# Document extract:
╔══
The family connections help Pacific countries to view Australia as a true ally and neighbour within Oceania, rather than an entity that has previously neglected and abused its role and responsibilities to regional cooperation and genuine collaboration.
We've been maligned by Morrison's dismissive views about climate change and policy inaction. The new federal Opposition Leader has also perpetuated skewed views on the region with disparaging comments about water lapping at our doors.
Pacific countries have been treated by previous Australian governments as a plaything - with a paternalistic view to control based on Westernised and white views, ideals, perspectives and practices.
We are family-driven
We need to proactively bolster genuine and real relationships in the Pacific with a view that an investment in the diaspora will also greatly help mobilise regional relationships
Across our Pacific community, we use an approach called talanoa - which is all about holding and sharing space to talk about anything and everything. Through a talanoa, everyone is involved in sharing their views and values towards a shared and collective outcome. Our desire is to ensure that everyone is included.
Pacific people in Australia - including the Core Pacific Collective (CPC) that has helped mobilise support around COVID-19 for Pacific people in Australia - are keen to build this shared approach, to ensure funding sourced domestically for local initiatives around health and wellbeing also supports our families in the Islands.
╚══
# Raw data:
╔══
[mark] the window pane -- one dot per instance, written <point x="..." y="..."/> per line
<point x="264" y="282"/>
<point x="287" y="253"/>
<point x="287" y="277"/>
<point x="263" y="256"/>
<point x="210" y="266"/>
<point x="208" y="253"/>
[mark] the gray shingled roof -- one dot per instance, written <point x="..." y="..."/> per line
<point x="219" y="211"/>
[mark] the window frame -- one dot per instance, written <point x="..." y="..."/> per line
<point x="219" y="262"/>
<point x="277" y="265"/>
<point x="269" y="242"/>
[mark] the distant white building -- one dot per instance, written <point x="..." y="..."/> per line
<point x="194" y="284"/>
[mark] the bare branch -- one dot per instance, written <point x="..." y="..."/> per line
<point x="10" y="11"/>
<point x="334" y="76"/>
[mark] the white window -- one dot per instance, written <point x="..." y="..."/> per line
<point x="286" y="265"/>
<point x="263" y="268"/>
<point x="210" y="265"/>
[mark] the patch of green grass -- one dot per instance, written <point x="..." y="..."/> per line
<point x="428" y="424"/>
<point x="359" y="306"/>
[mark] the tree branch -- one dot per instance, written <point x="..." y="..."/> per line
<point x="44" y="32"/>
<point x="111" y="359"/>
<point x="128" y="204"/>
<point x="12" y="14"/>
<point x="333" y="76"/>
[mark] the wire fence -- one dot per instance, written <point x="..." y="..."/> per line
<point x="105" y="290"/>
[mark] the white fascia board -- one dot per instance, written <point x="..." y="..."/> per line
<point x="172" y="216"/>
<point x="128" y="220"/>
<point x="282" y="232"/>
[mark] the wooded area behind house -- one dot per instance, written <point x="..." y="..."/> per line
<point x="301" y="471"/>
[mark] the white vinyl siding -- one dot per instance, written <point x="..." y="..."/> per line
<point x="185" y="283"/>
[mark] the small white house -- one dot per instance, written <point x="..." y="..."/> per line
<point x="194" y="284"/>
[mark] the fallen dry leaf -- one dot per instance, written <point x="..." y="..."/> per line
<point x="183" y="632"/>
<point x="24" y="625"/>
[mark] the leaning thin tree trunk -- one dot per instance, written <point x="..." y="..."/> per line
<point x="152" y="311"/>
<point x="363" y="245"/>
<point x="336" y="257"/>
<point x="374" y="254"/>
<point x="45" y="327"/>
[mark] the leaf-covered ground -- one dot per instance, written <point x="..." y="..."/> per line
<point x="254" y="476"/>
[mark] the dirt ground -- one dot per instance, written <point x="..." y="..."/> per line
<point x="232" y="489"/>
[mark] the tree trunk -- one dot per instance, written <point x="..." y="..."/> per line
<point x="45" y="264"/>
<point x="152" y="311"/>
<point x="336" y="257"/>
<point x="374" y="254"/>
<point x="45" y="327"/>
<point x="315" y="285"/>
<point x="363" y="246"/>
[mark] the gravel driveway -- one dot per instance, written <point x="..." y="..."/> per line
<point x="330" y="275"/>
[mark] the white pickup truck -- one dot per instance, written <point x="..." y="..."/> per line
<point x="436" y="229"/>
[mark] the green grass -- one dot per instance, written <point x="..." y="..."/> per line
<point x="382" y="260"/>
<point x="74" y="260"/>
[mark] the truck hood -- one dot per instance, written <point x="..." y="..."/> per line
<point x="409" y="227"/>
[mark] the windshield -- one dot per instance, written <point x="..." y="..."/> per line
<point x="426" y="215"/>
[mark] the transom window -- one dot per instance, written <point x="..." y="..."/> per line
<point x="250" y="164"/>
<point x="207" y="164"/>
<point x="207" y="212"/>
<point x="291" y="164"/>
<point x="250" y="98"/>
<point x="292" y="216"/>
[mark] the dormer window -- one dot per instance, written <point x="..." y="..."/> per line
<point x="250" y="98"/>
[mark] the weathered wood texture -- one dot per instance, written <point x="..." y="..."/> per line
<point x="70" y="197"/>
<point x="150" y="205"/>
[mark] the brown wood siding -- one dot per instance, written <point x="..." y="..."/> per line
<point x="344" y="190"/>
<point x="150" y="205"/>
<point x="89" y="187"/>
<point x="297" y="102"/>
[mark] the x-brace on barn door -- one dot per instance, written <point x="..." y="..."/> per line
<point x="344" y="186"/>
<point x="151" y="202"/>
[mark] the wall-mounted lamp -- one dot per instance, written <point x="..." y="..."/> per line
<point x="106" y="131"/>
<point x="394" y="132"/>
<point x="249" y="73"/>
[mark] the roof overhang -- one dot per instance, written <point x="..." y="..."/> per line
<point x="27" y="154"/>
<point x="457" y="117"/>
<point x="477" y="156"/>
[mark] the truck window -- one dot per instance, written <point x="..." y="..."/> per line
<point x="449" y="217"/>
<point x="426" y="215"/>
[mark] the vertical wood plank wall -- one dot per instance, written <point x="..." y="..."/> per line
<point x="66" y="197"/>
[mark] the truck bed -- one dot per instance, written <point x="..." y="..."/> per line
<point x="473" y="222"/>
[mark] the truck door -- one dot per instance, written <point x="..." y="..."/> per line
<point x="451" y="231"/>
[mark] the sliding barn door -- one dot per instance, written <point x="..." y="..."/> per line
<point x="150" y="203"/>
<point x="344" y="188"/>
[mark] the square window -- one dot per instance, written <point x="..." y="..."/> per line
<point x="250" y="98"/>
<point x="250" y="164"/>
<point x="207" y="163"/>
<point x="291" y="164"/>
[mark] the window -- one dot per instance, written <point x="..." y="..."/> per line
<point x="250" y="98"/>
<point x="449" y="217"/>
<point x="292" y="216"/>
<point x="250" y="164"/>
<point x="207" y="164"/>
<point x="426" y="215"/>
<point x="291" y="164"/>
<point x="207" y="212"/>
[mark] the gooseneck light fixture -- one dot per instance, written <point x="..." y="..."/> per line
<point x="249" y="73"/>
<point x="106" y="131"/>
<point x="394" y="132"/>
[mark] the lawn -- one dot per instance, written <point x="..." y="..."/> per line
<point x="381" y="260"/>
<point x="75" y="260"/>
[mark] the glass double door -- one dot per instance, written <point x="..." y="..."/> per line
╚══
# Exercise tasks:
**a)** Say whether each statement agrees with the piece on Australia and the Pacific, answering yes or no and quoting the deciding words of the piece: (i) In talanoa, everyone shares their views and values toward a shared and collective outcome. (ii) Previous Australian governments treated Pacific countries as equal partners. (iii) The Core Pacific Collective helped mobilize support around COVID-19.
**b)** Pick up the piece on Australia's ties with the Pacific after its last sentence and continue it.
The lines above come from a different source than the text.

# Written answers:
**a)**
(i) Yes: "everyone is involved in sharing their views and values towards a shared and collective outcome."
(ii) No: "Pacific countries have been treated by previous Australian governments as a plaything."
(iii) Yes: "the Core Pacific Collective (CPC) that has helped mobilise support around COVID-19 for Pacific people in Australia."

**b)**
Resources that are designed and developed here in Australia with the Pacific diaspora can and have been shared and adapted throughout the region. Such resources are nuanced by our own Pacific perspectives, and practise views and ideals that promote enhanced engagement and sustainable outcomes.
Our warm invitation to those in power, including Penny Wong, is to come and talanoa with Pacific people here in Australia, to create a collaborative, collegial and collective conversation that is family and regionally driven and nuanced.
By bringing Pacific people into this evolving Pacific partnership, it brings us all up as a country and the Oceania region, together.
- Professor Jioji Ravulo is chair of social work at the University of Sydney. He is of Fijian Indigenous heritage.